> **Document passage**
┄┄┄┄┄┄

We're opening a site right now in Korea imminently. The first site in Busan is opening. We do expect the site in Seoul to take a little bit longer because I think a partner wants to see some more results out of Busan first. They're currently enjoying very strong growth, which is really good. Obviously as the site goes live, we've got the overnight, the dawn deliveries going live as well, which will provide a big growth pickup opportunity, a big growth opportunity. Tokyo is a different situation entirely in that site one, two, and three all serve contiguous geography. Actually when they looked at the plans and went, "Hold on a minute, we won't have filled sites one and two. Why would we want to have another management team, another waste, more utilities, et cetera?

Tim Steiner
Tim Steiner
CEO at Ocado Group

Why don't we just grow one and two higher before we open three?" That looked like it made sense for us and for them in terms of the deployment of capital. I don't think we expect to see less fees as a result because we'll see more fees from one and two rather than seeing the fees shared across one, two, and three, and we'll lay out our capital later. It's kind of a win-win for everybody. Probably the original timetable just hadn't been thought through in enough detail. That's a different situation. There was a third part. Was there to your question or was that?

William Woods
William Woods
Analyst at Bernstein

No.

Tim Steiner
Tim Steiner
CEO at Ocado Group

No, that was it. Okay, fantastic.

Tintin Stormont
Analyst at Deutsche Numis

Morning. Tintin Stormont from Deutsche Numis. On SBA again, this is for Nick, in terms of the discussions you were having, what have you learned about sort of sales cycles, competition, and in terms of the customer standpoint, in terms of price point and revenue model, that they are sort of, kind of happy to pay? Secondly, in the AMR space, could you talk about the sales and the pipeline there and the split between existing customers and actually entirely new customers?

┄┄┄┄┄┄

Collection entries:
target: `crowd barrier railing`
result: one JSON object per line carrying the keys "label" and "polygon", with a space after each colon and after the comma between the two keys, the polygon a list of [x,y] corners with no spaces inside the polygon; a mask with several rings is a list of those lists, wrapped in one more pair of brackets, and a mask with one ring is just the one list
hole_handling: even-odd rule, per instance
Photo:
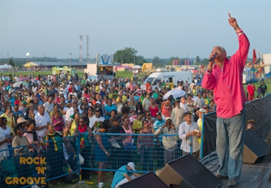
{"label": "crowd barrier railing", "polygon": [[[88,139],[88,145],[81,143],[80,154],[84,159],[82,170],[117,171],[128,162],[133,162],[136,172],[145,173],[161,169],[166,163],[182,156],[182,141],[178,133],[154,136],[96,133],[93,138],[86,133],[79,136],[84,143]],[[192,143],[187,141],[187,148],[183,149],[190,152]]]}
{"label": "crowd barrier railing", "polygon": [[[95,133],[93,137],[80,133],[44,142],[40,147],[36,146],[34,152],[20,155],[13,154],[14,150],[25,146],[11,147],[0,150],[0,157],[5,151],[11,154],[8,157],[0,158],[0,187],[29,187],[72,173],[117,171],[128,162],[135,164],[138,173],[156,171],[186,154],[180,149],[182,143],[182,150],[191,153],[194,143],[189,138],[182,141],[178,133],[159,136]],[[84,158],[82,164],[79,154]]]}
{"label": "crowd barrier railing", "polygon": [[[72,152],[65,147],[73,138],[74,136],[45,141],[39,145],[32,145],[34,146],[32,150],[22,145],[0,150],[0,187],[29,187],[34,185],[41,187],[49,181],[78,173],[78,152],[77,150]],[[15,153],[15,149],[23,152]],[[2,157],[6,151],[10,154],[9,157]]]}

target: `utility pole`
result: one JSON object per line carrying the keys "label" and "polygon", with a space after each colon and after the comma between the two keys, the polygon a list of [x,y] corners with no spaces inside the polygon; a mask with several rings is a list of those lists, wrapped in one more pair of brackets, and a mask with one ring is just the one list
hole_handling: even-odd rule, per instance
{"label": "utility pole", "polygon": [[88,57],[89,57],[89,54],[88,54],[88,48],[89,48],[89,41],[88,41],[88,35],[86,36],[86,63],[88,64]]}
{"label": "utility pole", "polygon": [[72,53],[70,53],[70,68],[72,68],[71,58],[72,58]]}
{"label": "utility pole", "polygon": [[80,38],[79,62],[81,62],[83,61],[83,45],[82,45],[83,36],[80,35],[79,38]]}
{"label": "utility pole", "polygon": [[9,59],[8,59],[8,68],[9,71]]}

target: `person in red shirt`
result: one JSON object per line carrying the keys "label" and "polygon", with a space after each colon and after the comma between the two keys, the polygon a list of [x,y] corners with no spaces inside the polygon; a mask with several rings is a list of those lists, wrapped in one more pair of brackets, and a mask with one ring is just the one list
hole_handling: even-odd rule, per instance
{"label": "person in red shirt", "polygon": [[246,127],[244,105],[246,97],[242,73],[250,43],[235,18],[229,14],[228,20],[237,34],[239,49],[228,59],[226,50],[215,46],[201,85],[206,89],[213,90],[216,96],[216,151],[220,166],[216,175],[218,179],[229,179],[227,187],[232,187],[237,185],[243,166]]}
{"label": "person in red shirt", "polygon": [[17,100],[15,101],[15,102],[14,102],[14,105],[15,105],[15,104],[19,105],[20,104],[20,101],[21,100],[22,100],[22,95],[21,94],[18,94]]}
{"label": "person in red shirt", "polygon": [[248,101],[250,101],[254,100],[254,92],[256,91],[256,88],[255,87],[255,85],[252,84],[252,82],[251,82],[247,86],[246,89],[249,94]]}

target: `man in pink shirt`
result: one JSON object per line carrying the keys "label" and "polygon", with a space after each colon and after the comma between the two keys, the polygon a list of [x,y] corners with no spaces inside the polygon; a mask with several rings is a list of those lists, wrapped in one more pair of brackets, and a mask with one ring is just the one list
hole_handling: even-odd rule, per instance
{"label": "man in pink shirt", "polygon": [[256,90],[255,85],[252,84],[252,82],[249,83],[249,85],[246,87],[247,92],[249,93],[248,101],[254,100],[254,92]]}
{"label": "man in pink shirt", "polygon": [[136,91],[135,85],[133,85],[133,81],[131,80],[130,81],[129,88],[131,92]]}
{"label": "man in pink shirt", "polygon": [[237,185],[243,165],[244,103],[246,98],[242,84],[242,73],[250,44],[235,18],[230,13],[229,24],[238,36],[239,49],[229,60],[225,49],[215,46],[210,55],[207,71],[201,85],[204,88],[213,90],[216,96],[216,150],[220,165],[216,176],[219,179],[229,179],[227,187],[232,187]]}

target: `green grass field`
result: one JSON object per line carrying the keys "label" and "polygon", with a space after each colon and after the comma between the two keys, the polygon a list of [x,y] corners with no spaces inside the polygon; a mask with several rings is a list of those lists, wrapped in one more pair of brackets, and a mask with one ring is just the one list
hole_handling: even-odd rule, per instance
{"label": "green grass field", "polygon": [[[81,75],[81,74],[83,73],[83,70],[77,70],[77,73],[79,75],[79,76]],[[48,74],[51,74],[52,73],[52,71],[18,71],[18,72],[15,72],[15,71],[12,71],[12,72],[4,72],[3,73],[5,75],[9,75],[10,73],[12,73],[12,75],[13,75],[14,73],[16,73],[16,74],[20,74],[22,73],[22,75],[27,75],[29,73],[32,74],[34,73],[34,75],[35,76],[37,76],[39,74],[44,74],[44,75],[48,75]],[[118,77],[121,77],[122,76],[122,78],[124,78],[124,79],[128,77],[128,78],[131,78],[131,76],[133,75],[133,73],[132,72],[129,72],[129,71],[123,71],[123,72],[117,72],[116,73],[116,75]],[[139,79],[141,79],[145,75],[143,74],[139,74],[138,75],[138,78]],[[270,92],[271,90],[271,79],[269,79],[269,80],[265,80],[265,85],[267,86],[267,91],[269,91],[268,92]],[[256,82],[256,83],[253,83],[253,85],[255,85],[255,87],[256,87],[256,89],[258,89],[258,87],[260,85],[260,82]],[[244,85],[244,89],[245,90],[245,92],[246,91],[246,87],[247,85]],[[257,96],[257,92],[255,92],[255,97]]]}

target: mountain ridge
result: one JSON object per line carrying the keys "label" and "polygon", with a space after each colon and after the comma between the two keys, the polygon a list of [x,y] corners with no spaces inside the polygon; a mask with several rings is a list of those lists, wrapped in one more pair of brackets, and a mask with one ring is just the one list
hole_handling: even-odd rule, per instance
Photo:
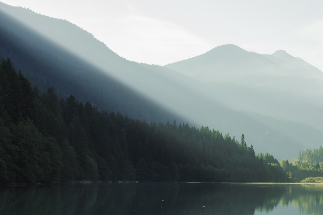
{"label": "mountain ridge", "polygon": [[[21,13],[14,13],[16,16],[21,15]],[[119,110],[124,115],[135,118],[144,118],[149,122],[161,119],[162,119],[162,122],[167,119],[172,122],[176,118],[178,122],[188,122],[191,126],[199,127],[202,125],[207,126],[236,137],[244,133],[248,137],[248,142],[253,143],[257,151],[267,151],[278,158],[284,156],[284,151],[288,151],[286,158],[289,159],[297,154],[299,149],[305,149],[298,148],[305,147],[304,143],[307,144],[308,140],[313,140],[313,143],[308,143],[308,145],[312,146],[311,144],[323,139],[321,134],[316,131],[313,131],[315,135],[307,135],[307,133],[312,134],[309,127],[302,127],[292,122],[291,123],[292,126],[289,125],[290,128],[287,129],[287,133],[283,133],[279,130],[280,129],[277,129],[282,126],[280,121],[275,120],[269,122],[261,115],[252,117],[250,114],[233,111],[237,109],[246,109],[241,108],[240,106],[243,108],[248,106],[246,109],[251,111],[254,110],[250,109],[250,107],[255,106],[260,109],[267,107],[266,101],[262,100],[269,100],[269,97],[262,98],[262,92],[254,90],[257,86],[252,86],[253,88],[247,85],[241,88],[237,85],[227,84],[224,82],[221,83],[223,84],[222,85],[218,84],[218,82],[215,84],[213,82],[210,82],[212,84],[206,84],[203,82],[184,75],[180,72],[166,67],[127,61],[114,54],[106,45],[90,35],[88,32],[80,30],[79,28],[77,29],[71,27],[70,29],[67,26],[73,24],[64,20],[46,18],[46,20],[50,21],[45,23],[48,24],[45,25],[48,27],[53,26],[49,24],[55,23],[57,25],[56,27],[60,29],[58,32],[62,34],[61,37],[64,34],[69,36],[69,39],[71,39],[72,38],[71,35],[77,35],[78,38],[84,38],[83,40],[76,40],[75,41],[78,43],[74,45],[79,46],[87,43],[87,45],[82,48],[89,49],[89,51],[85,53],[78,53],[83,56],[83,58],[80,58],[79,55],[77,56],[72,54],[43,36],[36,34],[33,30],[32,31],[27,26],[21,24],[18,24],[1,14],[0,13],[0,27],[13,31],[11,33],[7,31],[0,31],[0,37],[5,39],[5,41],[10,42],[1,40],[0,55],[9,54],[18,68],[20,68],[28,74],[28,78],[33,77],[31,80],[33,83],[38,83],[42,81],[47,82],[49,85],[48,86],[53,85],[58,92],[65,93],[63,95],[64,97],[71,93],[78,98],[80,101],[85,103],[89,100],[93,104],[99,105],[101,104],[100,110],[116,112]],[[31,14],[32,15],[32,13]],[[37,21],[43,17],[37,15],[35,20],[45,22],[42,20]],[[22,18],[27,19],[23,16]],[[37,25],[37,22],[33,23]],[[65,27],[60,28],[60,25],[62,23],[66,25],[63,25]],[[77,30],[74,31],[76,29]],[[79,35],[79,34],[81,34]],[[68,41],[64,38],[62,39]],[[92,46],[92,43],[95,44]],[[97,50],[93,50],[93,47],[98,46],[100,48],[96,52]],[[243,53],[245,51],[251,57],[255,56],[262,60],[266,60],[267,58],[262,55],[246,52],[236,46],[232,45],[231,47],[237,53]],[[76,47],[73,52],[83,51],[80,51],[81,50],[79,48]],[[229,53],[228,54],[229,55]],[[274,57],[271,56],[272,59]],[[93,65],[88,63],[91,61]],[[241,61],[243,63],[244,61]],[[260,64],[259,62],[257,63]],[[238,77],[240,81],[245,80],[245,82],[242,82],[242,84],[249,81],[245,78],[243,79],[243,76]],[[118,78],[114,78],[116,77]],[[236,77],[233,76],[232,77]],[[255,104],[251,102],[254,99],[252,96],[247,96],[244,89],[249,90],[248,93],[254,93],[252,95],[257,96]],[[278,89],[274,89],[279,92]],[[271,92],[273,89],[269,88],[268,90]],[[227,91],[230,93],[225,94]],[[256,95],[255,92],[262,93]],[[277,104],[284,100],[281,96],[275,98],[276,94],[269,95],[277,100],[273,103],[274,106],[267,108],[269,109],[275,106],[277,108]],[[237,101],[243,103],[243,105],[238,105]],[[260,102],[263,102],[263,105],[261,105]],[[295,101],[292,102],[294,103]],[[293,103],[290,105],[292,107],[294,105]],[[161,110],[162,108],[164,111]],[[269,115],[281,116],[275,112]],[[293,118],[291,119],[293,119]],[[294,126],[296,127],[293,127]],[[293,130],[307,131],[296,142],[293,137]],[[263,137],[260,138],[262,134],[266,133],[270,135],[263,135]],[[287,143],[285,145],[283,144],[284,142]],[[292,145],[297,146],[297,148],[291,149],[290,146]],[[314,145],[311,147],[318,147]]]}

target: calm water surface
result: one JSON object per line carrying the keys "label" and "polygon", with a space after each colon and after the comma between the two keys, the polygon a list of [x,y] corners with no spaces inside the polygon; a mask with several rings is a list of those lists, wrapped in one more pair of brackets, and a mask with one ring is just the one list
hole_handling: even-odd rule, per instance
{"label": "calm water surface", "polygon": [[142,182],[2,187],[0,214],[323,214],[323,186]]}

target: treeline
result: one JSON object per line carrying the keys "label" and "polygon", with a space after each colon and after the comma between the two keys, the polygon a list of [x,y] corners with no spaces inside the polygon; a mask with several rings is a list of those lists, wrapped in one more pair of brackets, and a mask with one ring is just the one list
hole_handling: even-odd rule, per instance
{"label": "treeline", "polygon": [[[272,155],[208,127],[98,111],[0,66],[0,182],[284,181]],[[277,162],[276,162],[277,161]]]}
{"label": "treeline", "polygon": [[293,181],[300,181],[307,178],[323,176],[323,148],[299,151],[297,159],[292,162],[280,161],[280,166],[287,177]]}

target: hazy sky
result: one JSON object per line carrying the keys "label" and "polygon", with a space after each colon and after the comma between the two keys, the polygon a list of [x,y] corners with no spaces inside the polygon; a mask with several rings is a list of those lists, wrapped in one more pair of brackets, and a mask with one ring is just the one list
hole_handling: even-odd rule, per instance
{"label": "hazy sky", "polygon": [[323,71],[323,1],[0,0],[67,20],[128,60],[162,65],[234,44]]}

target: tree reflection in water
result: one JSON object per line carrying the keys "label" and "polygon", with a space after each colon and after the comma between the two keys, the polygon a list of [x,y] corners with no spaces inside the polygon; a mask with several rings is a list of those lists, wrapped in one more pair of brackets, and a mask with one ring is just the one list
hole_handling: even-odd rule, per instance
{"label": "tree reflection in water", "polygon": [[[323,214],[319,185],[150,183],[0,188],[0,214]],[[29,213],[28,214],[28,213]]]}

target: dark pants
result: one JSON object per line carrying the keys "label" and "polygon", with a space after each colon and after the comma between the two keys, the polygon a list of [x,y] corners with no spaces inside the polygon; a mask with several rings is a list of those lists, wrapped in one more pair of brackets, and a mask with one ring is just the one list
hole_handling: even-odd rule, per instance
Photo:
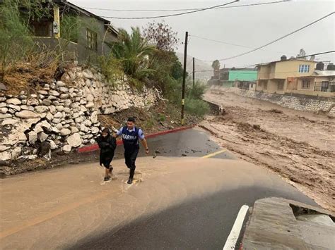
{"label": "dark pants", "polygon": [[134,177],[134,174],[135,173],[135,168],[136,166],[135,165],[135,161],[136,161],[137,154],[139,154],[139,149],[124,149],[124,160],[126,161],[126,165],[129,169],[129,178]]}

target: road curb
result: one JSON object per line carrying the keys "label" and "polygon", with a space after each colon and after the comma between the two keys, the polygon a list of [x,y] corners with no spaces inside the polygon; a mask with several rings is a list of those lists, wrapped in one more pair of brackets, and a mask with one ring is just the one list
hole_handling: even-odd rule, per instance
{"label": "road curb", "polygon": [[[160,136],[160,135],[168,135],[168,134],[171,134],[171,133],[175,133],[177,132],[183,131],[183,130],[186,130],[192,128],[194,126],[195,126],[194,125],[189,125],[189,126],[184,126],[184,127],[177,127],[177,128],[175,128],[175,129],[170,130],[160,131],[160,132],[155,132],[155,133],[153,133],[153,134],[146,135],[146,138],[147,138],[147,139],[148,138],[153,138],[153,137]],[[117,140],[117,146],[122,145],[122,140],[121,140],[121,139]],[[96,151],[98,149],[99,149],[99,146],[98,146],[97,144],[92,144],[92,145],[90,145],[90,146],[83,146],[80,149],[78,149],[77,152],[78,153],[92,152],[92,151]]]}

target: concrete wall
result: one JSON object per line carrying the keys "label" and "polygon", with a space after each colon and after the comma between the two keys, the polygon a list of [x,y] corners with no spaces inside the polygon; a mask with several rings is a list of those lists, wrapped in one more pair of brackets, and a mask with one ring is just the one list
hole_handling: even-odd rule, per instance
{"label": "concrete wall", "polygon": [[319,96],[309,96],[301,94],[278,94],[264,93],[238,88],[223,89],[213,86],[210,91],[213,92],[228,92],[245,97],[255,98],[264,100],[283,107],[296,109],[303,111],[317,112],[323,111],[329,115],[335,117],[335,98],[325,98]]}

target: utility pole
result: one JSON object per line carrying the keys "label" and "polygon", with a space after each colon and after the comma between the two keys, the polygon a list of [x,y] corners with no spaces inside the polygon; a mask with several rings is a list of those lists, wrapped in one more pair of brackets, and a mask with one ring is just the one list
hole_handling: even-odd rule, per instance
{"label": "utility pole", "polygon": [[194,88],[195,86],[195,77],[194,77],[194,58],[193,58],[193,75],[192,75],[192,79],[193,79],[193,88]]}
{"label": "utility pole", "polygon": [[187,61],[187,40],[189,38],[189,32],[185,33],[185,44],[184,51],[184,75],[182,76],[182,125],[184,125],[184,109],[185,106],[185,81],[186,81],[186,63]]}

┄┄┄┄┄┄

> **Work instructions**
Please render this sentence from the Ocado Group call transcript in Spanish: "The first site in Busan is opening."

> **Solution for this task**
Se está abriendo el primer centro en Busan.